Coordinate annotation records

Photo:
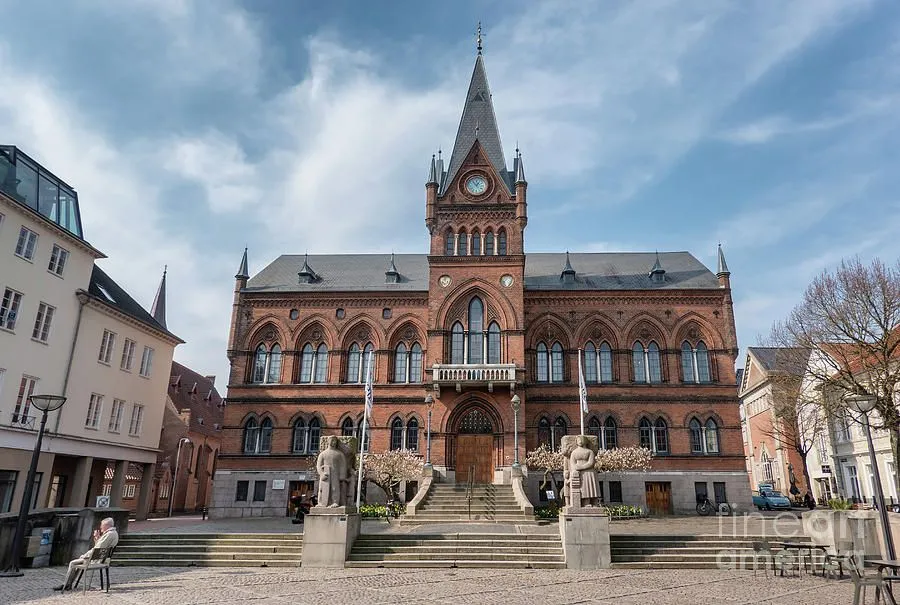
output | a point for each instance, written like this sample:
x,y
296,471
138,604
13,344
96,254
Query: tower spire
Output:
x,y
158,310
242,270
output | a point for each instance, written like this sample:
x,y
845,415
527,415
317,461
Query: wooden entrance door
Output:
x,y
659,497
477,450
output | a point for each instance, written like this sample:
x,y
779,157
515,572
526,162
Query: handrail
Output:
x,y
469,489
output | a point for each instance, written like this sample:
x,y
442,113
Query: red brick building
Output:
x,y
470,323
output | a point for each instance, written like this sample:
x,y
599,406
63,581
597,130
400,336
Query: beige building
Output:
x,y
67,328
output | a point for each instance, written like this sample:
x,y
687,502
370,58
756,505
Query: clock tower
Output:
x,y
476,216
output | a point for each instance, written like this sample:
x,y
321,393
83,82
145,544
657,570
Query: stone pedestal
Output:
x,y
585,538
328,536
831,527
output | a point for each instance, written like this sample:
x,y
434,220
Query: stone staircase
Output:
x,y
209,550
697,552
447,503
507,551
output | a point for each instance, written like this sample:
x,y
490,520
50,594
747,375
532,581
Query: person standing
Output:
x,y
105,537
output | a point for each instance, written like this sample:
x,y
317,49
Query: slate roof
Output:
x,y
781,359
189,390
478,122
105,289
543,271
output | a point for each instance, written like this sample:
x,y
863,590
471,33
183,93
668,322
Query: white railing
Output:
x,y
476,372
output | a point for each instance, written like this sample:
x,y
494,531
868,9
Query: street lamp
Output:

### THE TASK:
Copy every line of the records above word for word, leaving out the picture.

### SOLUTION:
Photo:
output | a point for each instance, written like this sample:
x,y
296,471
138,604
13,344
96,254
Query: tower spire
Output:
x,y
158,310
242,270
output | a point for each instance, written like this sample:
x,y
845,415
527,415
317,461
Query: wooden entrance door
Output:
x,y
659,497
477,450
output | a point for each instance, written like this sample:
x,y
779,157
515,572
526,162
Query: handrail
Output:
x,y
469,489
output | a point for each instance, written like this sample:
x,y
442,113
Query: red brick building
Output:
x,y
470,323
output | a point for each instance, written like this sample:
x,y
599,406
63,581
597,130
400,336
Query: beige building
Output:
x,y
67,328
output | a point for each instance, written like this sample:
x,y
687,502
370,58
756,505
Query: clock tower
Output:
x,y
476,216
output | a point for each instance, written like this sample:
x,y
321,393
83,82
145,544
657,570
Query: stone pedestal
Output:
x,y
585,538
328,536
831,527
output | a point for each instance, written like this sample:
x,y
434,220
Query: stone staircase
Output:
x,y
209,550
697,552
447,503
507,551
output | a point for each instance, written like this sample:
x,y
490,520
50,594
747,375
532,581
Query: person standing
Output:
x,y
105,537
output | a point for each instance, written like this sample:
x,y
317,49
Query: slate roof
Output:
x,y
781,359
189,390
478,122
105,289
543,271
output | a point for each instance, written like this sample:
x,y
863,590
471,33
183,93
668,322
Query: white railing
Output:
x,y
476,372
output | a point for each instance, written like this sample:
x,y
494,531
868,9
Query: street lamp
Output:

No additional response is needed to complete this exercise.